>> START Quoted passage

1.General practices of states, accepted as if they were law.
2. Followed not out of habit or expediency, but because considered law.
d. General principles – Broad concepts that can be applied (like estoppel, good faith in negotiations, etc.)
1.Principles that reoccur anywhere in the world, and is accepted by any jurisdiction that care about the principles of international law.
e. Judicial Decisions – Judicial decisions don’t create a binding precedent, so looked at in a cautious way. Past decisions considered, but not in a binding way like in the U.S.
f. Jurist Publications – Publications like law review not binding, but can be persuasive
III. Enforcement of International Law
a. Ways to settle Disputes
1.Set up an independent arbitration panel (other than ICJ)
a. Countries of the world would set up an agreement to enforce all arbitration agreements. So if one state doesn’t want to abide by decision, its assets can be frozen by other countries seeking to enforce the arbitration agreement
2. Most international disputes are settled through negotiations or arbitration (meditation)
3. In addition to ICJ, there’s the international criminal court, European court of human rights, etc. (ad hoc tribunals)
4. Also sometimes domestic courts
b. Outside Enforcement – sanctions, diplomacy, politics, shame, refusal to trade (economic sanctions), military intervention
1.Different effect in different parts of the world – The more powerful you are, the more likely you are to not abide by international law
a. Less pressure on US to take treaty seriously (smaller, weaker countries cant really hurt US by not trading, etc, so no deterrence for US)
2. Most states abide by international law most of the time
c. Long Term interest in abiding by International law:
1.Fear of isolation
2. To have legitimacy and persuasiveness
a. More powerful states can take a bigger hit to legitimacy without compromising power
3. Self-interest – in terms of long-term outlook to present itself as a law-abiding society
a. Interest state has in good reputation, maintaining a sense of identity
d. Short-term interest in abiding int’l law
1.Rule of law needed for organization in society
2. Reciprocity (self-interest also) – If you break your agreements, no one will enter into agreements with you. Agreements are mutually beneficial
3. Also to have a right for our citizens, we need to give the same right to other nation’s citizens
4. Normative: Right/moral thing to do
IV. European Convention on Human Rights:
a. McCann v. United Kingdom(pg. 3)
1.Facts: 3 known Irish terrorists were in Spain. UK authorities were alerted to their presence, and they were killed during a confrontation. The estates of the deceased brought an inquest against soldiers and govt, believing it was a wrongful killing, to the ECHR.

>> END Quoted passage

§ Prompt 1
From the notes on international law above, list every means of outside enforcement they name.
§ Prompt 2
Set down the stretch of the notes on international law above from "1.Principles that reoccur" through "in the U.S.", word for word.

>> START Collected data

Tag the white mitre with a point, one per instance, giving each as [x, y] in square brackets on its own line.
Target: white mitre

>> END Collected data

§ Final result 1
sanctions, diplomacy, politics, shame, refusal to trade (economic sanctions), military intervention

§ Final result 2
1.Principles that reoccur anywhere in the world, and is accepted by any jurisdiction that care about the principles of international law.
e. Judicial Decisions – Judicial decisions don’t create a binding precedent, so looked at in a cautious way. Past decisions considered, but not in a binding way like in the U.S.